Given task: Please recast the material between the lines holding "like x=20, y=15." and "x=197, y=210", inclusive, as a Markdown table with the columns No. and Text, giving each line its row number and leaving out blank lines.
|---|
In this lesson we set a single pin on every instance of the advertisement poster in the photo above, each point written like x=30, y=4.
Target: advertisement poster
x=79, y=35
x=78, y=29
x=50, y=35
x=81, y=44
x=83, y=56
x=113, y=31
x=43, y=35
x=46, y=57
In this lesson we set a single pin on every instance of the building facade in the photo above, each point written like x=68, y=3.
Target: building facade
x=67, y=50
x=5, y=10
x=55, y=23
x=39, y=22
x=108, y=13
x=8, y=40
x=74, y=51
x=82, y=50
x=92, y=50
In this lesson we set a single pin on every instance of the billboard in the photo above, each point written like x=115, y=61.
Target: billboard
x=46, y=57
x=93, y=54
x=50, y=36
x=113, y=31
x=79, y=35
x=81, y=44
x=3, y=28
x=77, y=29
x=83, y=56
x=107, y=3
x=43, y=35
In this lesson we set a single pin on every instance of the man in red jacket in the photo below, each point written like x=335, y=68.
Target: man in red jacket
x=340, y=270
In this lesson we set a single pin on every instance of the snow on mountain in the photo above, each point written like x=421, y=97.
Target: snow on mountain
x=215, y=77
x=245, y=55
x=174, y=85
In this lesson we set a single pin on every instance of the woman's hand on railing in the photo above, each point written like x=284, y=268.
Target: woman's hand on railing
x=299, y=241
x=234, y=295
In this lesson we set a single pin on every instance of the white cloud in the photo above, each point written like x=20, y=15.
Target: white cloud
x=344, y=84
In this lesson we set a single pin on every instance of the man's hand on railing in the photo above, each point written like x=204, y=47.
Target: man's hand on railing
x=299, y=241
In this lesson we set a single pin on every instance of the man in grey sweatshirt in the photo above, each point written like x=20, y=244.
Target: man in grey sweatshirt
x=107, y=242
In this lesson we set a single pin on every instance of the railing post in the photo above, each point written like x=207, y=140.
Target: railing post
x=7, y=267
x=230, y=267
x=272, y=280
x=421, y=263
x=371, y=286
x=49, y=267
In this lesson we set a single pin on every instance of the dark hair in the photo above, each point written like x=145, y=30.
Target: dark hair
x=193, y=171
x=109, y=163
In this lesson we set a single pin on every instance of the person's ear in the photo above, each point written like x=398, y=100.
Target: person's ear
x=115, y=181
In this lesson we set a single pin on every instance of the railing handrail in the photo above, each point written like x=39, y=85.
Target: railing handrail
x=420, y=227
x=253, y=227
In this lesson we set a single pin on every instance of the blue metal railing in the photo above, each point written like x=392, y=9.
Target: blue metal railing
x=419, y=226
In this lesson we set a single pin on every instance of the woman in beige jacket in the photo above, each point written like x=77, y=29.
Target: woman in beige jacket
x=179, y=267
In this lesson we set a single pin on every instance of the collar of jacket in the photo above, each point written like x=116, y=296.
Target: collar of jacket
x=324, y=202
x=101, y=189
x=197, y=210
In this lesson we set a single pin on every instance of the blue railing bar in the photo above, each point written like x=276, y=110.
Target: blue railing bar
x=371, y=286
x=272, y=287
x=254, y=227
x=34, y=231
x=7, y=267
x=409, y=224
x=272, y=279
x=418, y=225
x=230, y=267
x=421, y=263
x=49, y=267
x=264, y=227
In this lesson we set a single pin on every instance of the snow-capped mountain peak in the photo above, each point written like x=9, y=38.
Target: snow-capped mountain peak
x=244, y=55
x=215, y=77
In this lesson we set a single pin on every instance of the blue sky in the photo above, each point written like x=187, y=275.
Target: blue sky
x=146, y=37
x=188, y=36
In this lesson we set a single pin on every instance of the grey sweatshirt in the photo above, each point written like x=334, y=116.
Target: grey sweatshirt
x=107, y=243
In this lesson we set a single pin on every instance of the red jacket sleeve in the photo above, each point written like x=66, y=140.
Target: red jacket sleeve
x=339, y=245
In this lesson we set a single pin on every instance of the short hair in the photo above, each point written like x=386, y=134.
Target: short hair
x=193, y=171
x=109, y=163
|---|
Reply:
| No. | Text |
|---|---|
| 1 | In this lesson we set a single pin on every instance of the white cloud in the photo above, each point written like x=20, y=15. |
| 2 | Target: white cloud |
| 3 | x=344, y=84 |
| 4 | In this lesson we set a single pin on every instance of the man's hand on railing in the photo above, each point written like x=204, y=47. |
| 5 | Target: man's hand on railing |
| 6 | x=299, y=241 |
| 7 | In this lesson we set a single pin on every instance of the man in grey sweatshirt in the photo above, each point written like x=20, y=244. |
| 8 | Target: man in grey sweatshirt |
| 9 | x=107, y=242 |
| 10 | In this lesson we set a single pin on every instance of the railing post in the photo above, each point written like x=207, y=140. |
| 11 | Target: railing post |
| 12 | x=7, y=267 |
| 13 | x=230, y=267 |
| 14 | x=272, y=280 |
| 15 | x=421, y=263 |
| 16 | x=371, y=286 |
| 17 | x=49, y=267 |
| 18 | In this lesson we set a single pin on every instance of the dark hair in the photo above, each point written like x=145, y=30. |
| 19 | Target: dark hair |
| 20 | x=193, y=171 |
| 21 | x=109, y=163 |
| 22 | In this lesson we set a single pin on every instance of the person's ear in the photo above, each point written like x=398, y=100. |
| 23 | Target: person's ear |
| 24 | x=115, y=181 |
| 25 | In this lesson we set a single pin on every instance of the railing handrail in the photo above, each point written like x=39, y=85. |
| 26 | Target: railing handrail |
| 27 | x=420, y=227 |
| 28 | x=253, y=227 |
| 29 | In this lesson we set a single pin on every instance of the blue metal railing in the photo above, each point written like x=392, y=9. |
| 30 | Target: blue metal railing |
| 31 | x=419, y=226 |
| 32 | In this lesson we set a single pin on every instance of the woman in beige jacket in the photo above, each point written like x=77, y=29. |
| 33 | Target: woman in beige jacket |
| 34 | x=179, y=267 |
| 35 | In this lesson we set a single pin on every instance of the collar of jacket in the photo above, each point written like x=116, y=296. |
| 36 | Target: collar of jacket |
| 37 | x=324, y=202 |
| 38 | x=101, y=189 |
| 39 | x=197, y=210 |